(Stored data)
════════════════
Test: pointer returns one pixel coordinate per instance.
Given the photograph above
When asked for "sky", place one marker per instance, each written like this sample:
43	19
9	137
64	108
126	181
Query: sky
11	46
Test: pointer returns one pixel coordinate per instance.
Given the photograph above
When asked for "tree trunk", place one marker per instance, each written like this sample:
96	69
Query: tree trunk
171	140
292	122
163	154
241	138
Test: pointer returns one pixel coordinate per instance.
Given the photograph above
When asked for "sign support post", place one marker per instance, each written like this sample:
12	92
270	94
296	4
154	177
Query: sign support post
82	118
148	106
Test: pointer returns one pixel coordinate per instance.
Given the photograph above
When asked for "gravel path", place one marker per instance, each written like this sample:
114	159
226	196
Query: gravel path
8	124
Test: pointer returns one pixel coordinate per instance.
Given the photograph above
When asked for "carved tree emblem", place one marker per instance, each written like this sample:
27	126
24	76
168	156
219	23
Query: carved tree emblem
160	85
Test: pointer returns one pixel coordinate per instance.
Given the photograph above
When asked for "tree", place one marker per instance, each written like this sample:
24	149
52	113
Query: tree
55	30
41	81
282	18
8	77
════════════════
▸ **WHAT IS REQUIRED**
Arrange the listing above as a Markdown table with the columns Nr and Line, one row per line with its number, skipping blank lines.

▸ **RIGHT ANSWER**
| Nr | Line |
|---|---|
| 1 | Test: pointer returns one pixel coordinate per instance. |
| 2 | Given the photograph above |
| 3 | When asked for "sky", place one marker per instance, each written like this sample: |
| 4 | 43	19 |
| 5 | 9	137 |
| 6 | 64	108 |
| 7 | 126	181 |
| 8 | Query: sky |
| 9 | 11	46 |
| 10 | Test: pointer returns one pixel coordinate per instance. |
| 11 | Given the photograph above |
| 12 | When asked for "tree trunk", place one marker per instance, each written like this sample: |
| 13 | 96	69 |
| 14 | Query: tree trunk |
| 15 | 171	140 |
| 16 | 292	122 |
| 17 | 163	154 |
| 18 | 241	138 |
| 19 | Test: pointer returns one pixel coordinate per instance. |
| 20 | Given the photograph above |
| 21 | When asked for "sign support post", place one marker per instance, each written like this sample: |
| 22 | 12	92 |
| 23 | 270	94 |
| 24 | 296	4 |
| 25 | 154	177 |
| 26 | Query: sign support post |
| 27 | 82	118 |
| 28 | 148	106 |
| 29 | Test: pointer returns one pixel coordinate per instance. |
| 30 | Given the photograph above |
| 31 | When asked for "gravel path", place one marker per instance, each written like this sample: |
| 32 | 114	159 |
| 33 | 226	196 |
| 34 | Query: gravel path |
| 35 | 8	124 |
| 36 | Test: pointer returns one pixel coordinate per instance. |
| 37 | Given the photograph above |
| 38 | When asked for "carved tree emblem", place one marker per instance, each written like this sample: |
| 39 | 27	126 |
| 40 | 24	76 |
| 41 | 168	156 |
| 42 | 219	23 |
| 43 | Query: carved tree emblem |
| 44 | 160	85 |
| 45 | Test: pointer returns one pixel coordinate per instance. |
| 46 | Given the photograph above |
| 47 | When asked for "tree", place one marker per instance, each written like this sample: |
| 48 | 24	149 |
| 49 | 52	113 |
| 50 | Query: tree |
| 51 | 55	30 |
| 52 | 41	81 |
| 53 | 282	18 |
| 54 | 8	77 |